- EXTRACTED RECORDS:
[start]

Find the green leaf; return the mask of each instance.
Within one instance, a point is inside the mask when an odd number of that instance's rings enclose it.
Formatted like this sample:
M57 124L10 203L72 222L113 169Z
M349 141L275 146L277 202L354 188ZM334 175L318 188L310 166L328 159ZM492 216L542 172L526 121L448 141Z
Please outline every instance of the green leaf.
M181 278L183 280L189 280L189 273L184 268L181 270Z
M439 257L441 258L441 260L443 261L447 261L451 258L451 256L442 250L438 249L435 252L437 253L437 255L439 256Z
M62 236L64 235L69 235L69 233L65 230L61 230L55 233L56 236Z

[end]

- REQUIREMENT:
Copy every one of the items above exactly as it stands.

- CORRECT OUTPUT:
Find the green leaf; return the mask of each instance.
Within one instance, a point is inside the mask when an odd number of that instance's rings enclose it.
Formatted like this sample:
M57 124L10 203L72 222L113 169Z
M349 141L275 146L277 202L354 188ZM334 175L318 188L310 166L328 159ZM492 216L542 172L526 121L448 141Z
Please outline every instance of the green leaf.
M181 278L183 280L189 280L189 273L184 268L181 270Z
M439 257L441 258L441 260L443 261L447 261L451 258L451 256L442 250L438 249L435 252L437 253L437 255L439 256Z
M62 236L64 235L69 235L69 233L65 230L61 230L55 233L56 236Z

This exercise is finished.